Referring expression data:
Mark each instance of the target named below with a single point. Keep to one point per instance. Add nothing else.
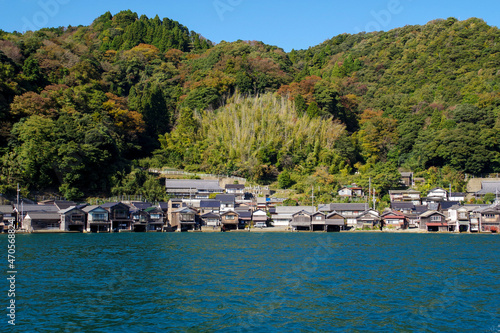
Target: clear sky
(290, 24)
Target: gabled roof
(141, 205)
(318, 213)
(44, 216)
(433, 206)
(229, 212)
(492, 209)
(290, 209)
(185, 210)
(194, 184)
(110, 204)
(36, 208)
(153, 209)
(235, 186)
(404, 191)
(69, 209)
(369, 214)
(209, 203)
(226, 198)
(419, 209)
(489, 187)
(431, 212)
(88, 209)
(332, 214)
(210, 215)
(438, 189)
(348, 206)
(445, 205)
(244, 214)
(303, 212)
(393, 214)
(63, 204)
(259, 212)
(402, 205)
(6, 209)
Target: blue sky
(289, 24)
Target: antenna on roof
(312, 197)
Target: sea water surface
(256, 282)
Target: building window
(99, 216)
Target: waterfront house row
(108, 217)
(434, 217)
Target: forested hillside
(85, 110)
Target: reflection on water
(257, 282)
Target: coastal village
(204, 205)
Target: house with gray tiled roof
(192, 188)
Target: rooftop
(198, 184)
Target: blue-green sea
(255, 282)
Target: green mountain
(84, 110)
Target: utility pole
(374, 199)
(17, 224)
(312, 198)
(369, 190)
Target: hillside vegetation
(85, 110)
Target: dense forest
(85, 111)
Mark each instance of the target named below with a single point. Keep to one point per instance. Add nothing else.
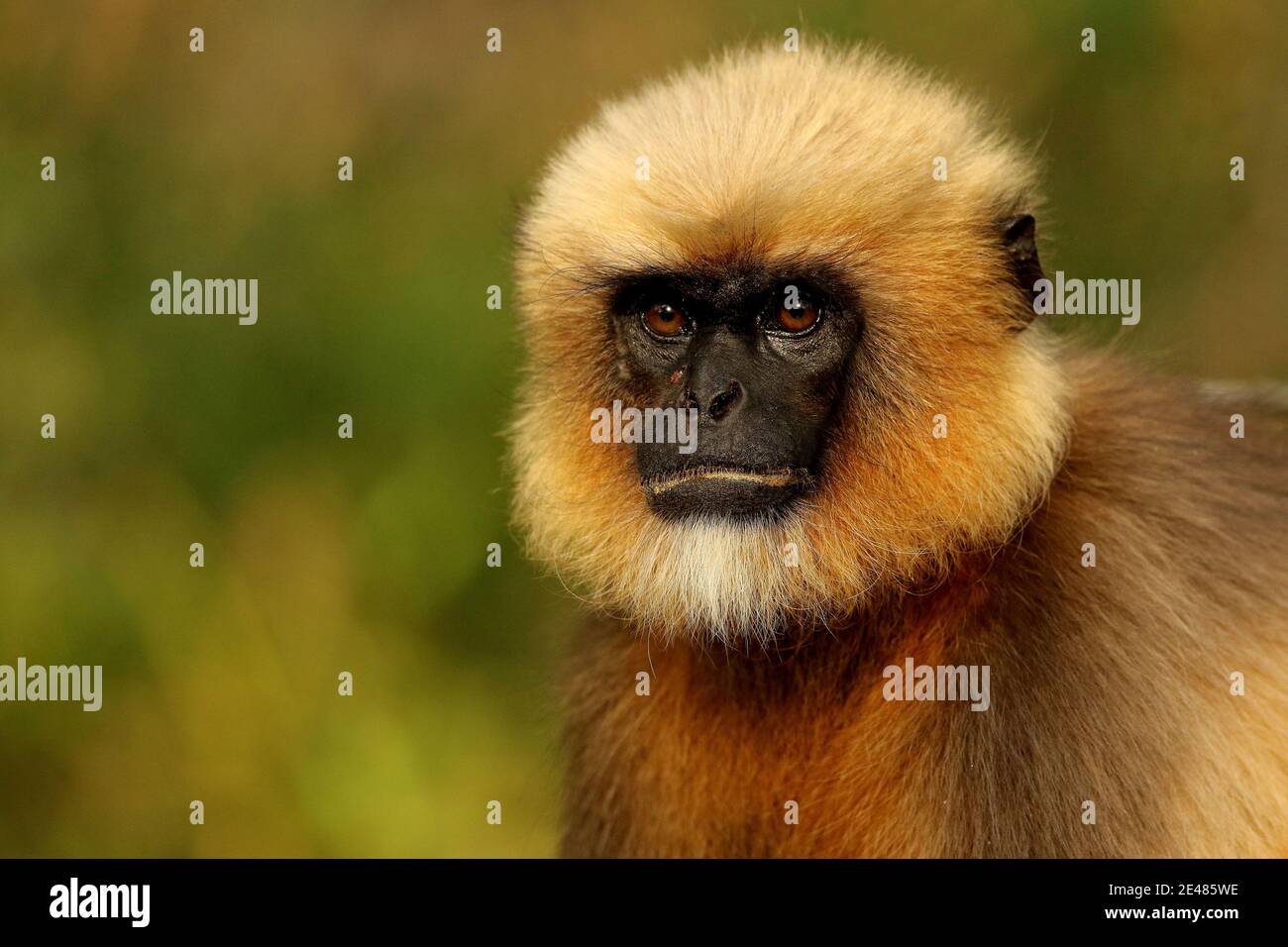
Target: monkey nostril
(725, 401)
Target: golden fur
(1109, 684)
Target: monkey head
(825, 262)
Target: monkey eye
(665, 320)
(794, 320)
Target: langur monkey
(897, 466)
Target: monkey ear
(1020, 237)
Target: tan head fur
(771, 157)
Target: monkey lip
(733, 475)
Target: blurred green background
(370, 554)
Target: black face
(761, 357)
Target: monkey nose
(721, 403)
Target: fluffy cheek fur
(896, 504)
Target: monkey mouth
(661, 483)
(724, 489)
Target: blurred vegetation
(369, 554)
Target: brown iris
(797, 320)
(664, 320)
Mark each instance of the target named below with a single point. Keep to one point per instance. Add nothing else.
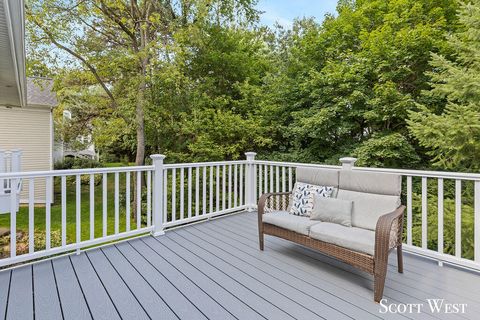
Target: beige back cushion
(318, 176)
(371, 182)
(373, 195)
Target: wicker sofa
(376, 219)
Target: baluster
(229, 186)
(241, 202)
(260, 181)
(78, 208)
(424, 213)
(204, 190)
(458, 218)
(217, 186)
(197, 191)
(271, 180)
(139, 199)
(182, 191)
(224, 187)
(127, 201)
(31, 215)
(409, 210)
(13, 218)
(117, 203)
(174, 194)
(104, 204)
(476, 221)
(165, 195)
(290, 179)
(211, 189)
(149, 198)
(235, 185)
(440, 215)
(48, 212)
(277, 179)
(189, 186)
(265, 178)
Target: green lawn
(39, 215)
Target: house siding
(30, 130)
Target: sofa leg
(379, 284)
(380, 273)
(400, 259)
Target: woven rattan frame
(388, 236)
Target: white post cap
(250, 155)
(155, 157)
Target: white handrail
(403, 172)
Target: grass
(56, 211)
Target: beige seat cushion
(356, 239)
(368, 207)
(285, 220)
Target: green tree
(355, 77)
(116, 45)
(452, 134)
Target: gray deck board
(417, 285)
(4, 290)
(293, 308)
(47, 303)
(226, 290)
(150, 300)
(323, 291)
(172, 297)
(20, 304)
(214, 270)
(265, 276)
(127, 304)
(72, 300)
(173, 268)
(396, 291)
(412, 275)
(97, 297)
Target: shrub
(22, 242)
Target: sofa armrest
(273, 202)
(388, 232)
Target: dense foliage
(394, 83)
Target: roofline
(15, 19)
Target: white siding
(30, 130)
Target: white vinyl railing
(81, 208)
(94, 206)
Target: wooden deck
(214, 270)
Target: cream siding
(30, 130)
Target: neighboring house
(25, 104)
(62, 149)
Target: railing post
(348, 163)
(2, 169)
(157, 215)
(250, 181)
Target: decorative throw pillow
(303, 193)
(332, 210)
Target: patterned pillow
(303, 195)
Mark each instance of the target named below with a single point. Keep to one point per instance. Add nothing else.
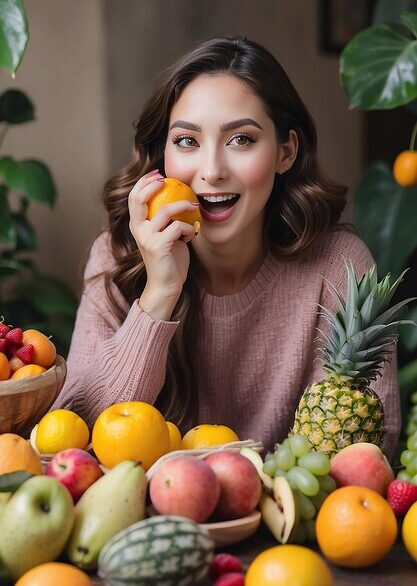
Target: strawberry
(224, 563)
(3, 329)
(400, 496)
(25, 353)
(15, 336)
(231, 579)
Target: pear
(35, 524)
(112, 503)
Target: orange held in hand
(16, 453)
(54, 573)
(355, 527)
(174, 190)
(130, 431)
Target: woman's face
(222, 144)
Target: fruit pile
(300, 484)
(24, 353)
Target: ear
(287, 153)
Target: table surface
(396, 569)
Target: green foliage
(28, 298)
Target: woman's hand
(162, 244)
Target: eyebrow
(224, 127)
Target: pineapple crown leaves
(363, 328)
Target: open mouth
(218, 205)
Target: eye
(242, 139)
(189, 141)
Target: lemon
(207, 435)
(59, 430)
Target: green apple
(35, 524)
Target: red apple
(76, 469)
(240, 485)
(362, 464)
(185, 486)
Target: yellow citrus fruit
(130, 431)
(59, 430)
(54, 573)
(286, 565)
(409, 531)
(4, 367)
(26, 371)
(174, 437)
(355, 527)
(175, 190)
(207, 435)
(405, 169)
(16, 453)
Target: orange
(207, 435)
(16, 453)
(130, 431)
(286, 565)
(59, 430)
(44, 351)
(4, 367)
(174, 437)
(409, 531)
(27, 370)
(355, 527)
(175, 190)
(405, 169)
(54, 573)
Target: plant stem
(413, 138)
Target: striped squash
(162, 550)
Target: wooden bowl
(24, 402)
(228, 532)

YOUR OBJECTIVE ▸ Repeat word for word each line from the one with "Target: yellow citrus fruit" to the end of the records above, inclusive.

EXPECTED ANSWER ▸
Target: yellow citrus fruit
(130, 431)
(59, 430)
(54, 573)
(286, 565)
(409, 531)
(4, 367)
(26, 371)
(174, 437)
(355, 527)
(175, 190)
(207, 435)
(405, 169)
(16, 453)
Target: orange
(207, 435)
(16, 453)
(130, 431)
(286, 565)
(59, 430)
(44, 351)
(4, 367)
(174, 437)
(409, 531)
(27, 370)
(355, 527)
(175, 190)
(405, 169)
(54, 573)
Target: plant stem
(413, 138)
Target: striped squash
(162, 550)
Target: wooden bowl
(24, 402)
(228, 532)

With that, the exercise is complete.